• [Problem requirements] Which lines in the listing below contain the word "orange"? Show each of them in full.

Entries from an annotation dataset
____
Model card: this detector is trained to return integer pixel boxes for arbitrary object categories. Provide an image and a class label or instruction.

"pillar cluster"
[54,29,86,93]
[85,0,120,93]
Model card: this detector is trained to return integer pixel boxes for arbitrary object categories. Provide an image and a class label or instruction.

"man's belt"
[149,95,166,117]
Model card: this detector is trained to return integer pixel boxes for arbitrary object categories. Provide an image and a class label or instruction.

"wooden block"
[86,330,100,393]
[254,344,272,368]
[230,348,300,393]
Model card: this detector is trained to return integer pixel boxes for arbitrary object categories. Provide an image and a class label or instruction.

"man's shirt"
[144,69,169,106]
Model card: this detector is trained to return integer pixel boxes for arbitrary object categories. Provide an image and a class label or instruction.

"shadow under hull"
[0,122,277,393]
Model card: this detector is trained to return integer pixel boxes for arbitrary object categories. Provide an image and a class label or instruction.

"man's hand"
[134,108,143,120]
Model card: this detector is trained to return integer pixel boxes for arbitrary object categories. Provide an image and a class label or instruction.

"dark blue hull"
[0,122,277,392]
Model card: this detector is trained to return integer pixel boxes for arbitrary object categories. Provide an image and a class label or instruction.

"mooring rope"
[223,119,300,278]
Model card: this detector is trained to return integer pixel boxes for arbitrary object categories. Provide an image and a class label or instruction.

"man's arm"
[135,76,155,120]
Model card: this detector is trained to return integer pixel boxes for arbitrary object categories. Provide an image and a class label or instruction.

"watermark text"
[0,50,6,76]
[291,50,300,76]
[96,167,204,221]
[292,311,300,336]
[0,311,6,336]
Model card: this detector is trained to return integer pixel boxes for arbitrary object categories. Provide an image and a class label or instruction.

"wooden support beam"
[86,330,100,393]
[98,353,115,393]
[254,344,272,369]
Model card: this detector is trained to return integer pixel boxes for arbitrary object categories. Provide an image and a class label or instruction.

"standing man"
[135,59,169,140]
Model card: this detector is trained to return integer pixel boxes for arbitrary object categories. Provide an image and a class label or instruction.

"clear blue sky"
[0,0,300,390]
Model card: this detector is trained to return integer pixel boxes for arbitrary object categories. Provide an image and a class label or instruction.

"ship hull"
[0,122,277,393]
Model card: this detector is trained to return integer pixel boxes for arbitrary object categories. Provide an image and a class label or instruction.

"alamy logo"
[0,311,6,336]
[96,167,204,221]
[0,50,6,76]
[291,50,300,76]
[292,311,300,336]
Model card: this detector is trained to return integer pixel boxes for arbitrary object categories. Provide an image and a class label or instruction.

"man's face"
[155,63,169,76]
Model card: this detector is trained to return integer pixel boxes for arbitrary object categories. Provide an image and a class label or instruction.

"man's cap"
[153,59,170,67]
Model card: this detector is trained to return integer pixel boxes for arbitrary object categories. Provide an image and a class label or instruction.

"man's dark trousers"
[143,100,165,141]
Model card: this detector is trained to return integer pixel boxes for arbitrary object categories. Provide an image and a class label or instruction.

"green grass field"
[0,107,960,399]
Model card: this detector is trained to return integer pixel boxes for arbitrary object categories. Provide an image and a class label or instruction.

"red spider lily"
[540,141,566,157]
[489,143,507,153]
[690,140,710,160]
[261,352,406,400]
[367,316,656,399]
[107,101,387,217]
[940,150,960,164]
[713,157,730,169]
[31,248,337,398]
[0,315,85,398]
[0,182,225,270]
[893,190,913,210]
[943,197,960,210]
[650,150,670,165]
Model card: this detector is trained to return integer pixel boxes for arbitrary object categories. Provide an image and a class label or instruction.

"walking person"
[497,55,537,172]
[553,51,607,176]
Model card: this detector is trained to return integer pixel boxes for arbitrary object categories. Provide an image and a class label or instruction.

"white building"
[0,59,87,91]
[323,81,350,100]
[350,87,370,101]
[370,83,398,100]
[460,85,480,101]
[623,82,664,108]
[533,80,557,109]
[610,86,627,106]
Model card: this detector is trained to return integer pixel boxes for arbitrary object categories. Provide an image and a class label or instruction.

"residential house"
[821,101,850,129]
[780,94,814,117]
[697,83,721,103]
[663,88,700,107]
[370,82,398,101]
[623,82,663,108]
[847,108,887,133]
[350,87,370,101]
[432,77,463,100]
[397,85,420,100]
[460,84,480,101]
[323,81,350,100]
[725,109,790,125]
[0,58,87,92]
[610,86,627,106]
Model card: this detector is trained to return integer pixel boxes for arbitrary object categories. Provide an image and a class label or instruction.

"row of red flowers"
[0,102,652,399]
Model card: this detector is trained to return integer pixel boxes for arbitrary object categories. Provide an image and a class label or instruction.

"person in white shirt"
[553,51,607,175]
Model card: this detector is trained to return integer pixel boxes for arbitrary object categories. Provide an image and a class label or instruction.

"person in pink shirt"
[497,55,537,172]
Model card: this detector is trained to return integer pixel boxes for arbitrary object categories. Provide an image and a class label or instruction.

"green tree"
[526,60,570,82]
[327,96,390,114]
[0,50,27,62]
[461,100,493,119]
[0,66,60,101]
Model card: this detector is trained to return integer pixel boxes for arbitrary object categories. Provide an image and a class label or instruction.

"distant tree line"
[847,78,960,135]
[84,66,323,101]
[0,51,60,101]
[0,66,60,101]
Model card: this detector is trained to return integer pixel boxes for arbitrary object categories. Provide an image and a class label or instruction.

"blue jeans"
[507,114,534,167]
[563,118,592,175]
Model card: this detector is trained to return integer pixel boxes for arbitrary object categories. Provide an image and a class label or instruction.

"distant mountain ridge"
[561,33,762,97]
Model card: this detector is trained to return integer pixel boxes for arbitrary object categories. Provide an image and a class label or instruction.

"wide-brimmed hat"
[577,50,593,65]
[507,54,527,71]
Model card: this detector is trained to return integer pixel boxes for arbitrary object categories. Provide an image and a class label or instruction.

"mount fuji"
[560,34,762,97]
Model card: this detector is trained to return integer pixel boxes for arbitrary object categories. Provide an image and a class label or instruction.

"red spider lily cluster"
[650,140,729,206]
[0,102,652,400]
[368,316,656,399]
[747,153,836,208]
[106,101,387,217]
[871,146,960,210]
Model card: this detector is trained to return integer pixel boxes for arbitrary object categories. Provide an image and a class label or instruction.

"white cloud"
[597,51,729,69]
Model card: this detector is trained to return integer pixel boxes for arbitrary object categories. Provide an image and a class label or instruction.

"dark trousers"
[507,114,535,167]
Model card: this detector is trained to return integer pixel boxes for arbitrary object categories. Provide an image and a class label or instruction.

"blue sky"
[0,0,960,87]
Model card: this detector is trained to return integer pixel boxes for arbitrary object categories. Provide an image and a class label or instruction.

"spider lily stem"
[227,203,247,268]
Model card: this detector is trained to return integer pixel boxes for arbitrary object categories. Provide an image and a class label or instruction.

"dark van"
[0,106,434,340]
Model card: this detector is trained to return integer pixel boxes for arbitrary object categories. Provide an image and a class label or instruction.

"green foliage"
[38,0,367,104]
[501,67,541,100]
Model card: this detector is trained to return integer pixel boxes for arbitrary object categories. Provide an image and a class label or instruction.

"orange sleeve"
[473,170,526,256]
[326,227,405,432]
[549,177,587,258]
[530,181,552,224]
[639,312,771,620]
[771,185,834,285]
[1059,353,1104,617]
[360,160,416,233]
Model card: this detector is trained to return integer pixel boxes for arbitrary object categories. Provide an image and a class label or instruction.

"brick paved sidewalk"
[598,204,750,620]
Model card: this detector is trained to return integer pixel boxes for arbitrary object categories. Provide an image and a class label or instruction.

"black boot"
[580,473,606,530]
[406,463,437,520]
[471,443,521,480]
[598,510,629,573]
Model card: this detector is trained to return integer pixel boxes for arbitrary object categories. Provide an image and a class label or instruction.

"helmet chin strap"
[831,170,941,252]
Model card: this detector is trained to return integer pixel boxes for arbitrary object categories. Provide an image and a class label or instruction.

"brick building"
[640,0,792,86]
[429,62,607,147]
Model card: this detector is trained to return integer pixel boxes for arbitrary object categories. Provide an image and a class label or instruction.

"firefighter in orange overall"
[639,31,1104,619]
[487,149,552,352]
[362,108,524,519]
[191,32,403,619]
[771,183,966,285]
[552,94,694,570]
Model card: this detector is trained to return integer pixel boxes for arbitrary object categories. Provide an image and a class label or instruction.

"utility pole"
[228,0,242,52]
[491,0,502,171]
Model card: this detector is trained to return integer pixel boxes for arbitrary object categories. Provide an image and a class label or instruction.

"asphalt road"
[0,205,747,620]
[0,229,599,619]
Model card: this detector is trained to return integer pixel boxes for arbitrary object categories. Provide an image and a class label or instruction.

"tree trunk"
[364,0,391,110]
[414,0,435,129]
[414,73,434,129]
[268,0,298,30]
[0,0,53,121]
____
• [Exercise solution]
"orange sleeve"
"firefighter in orange overall"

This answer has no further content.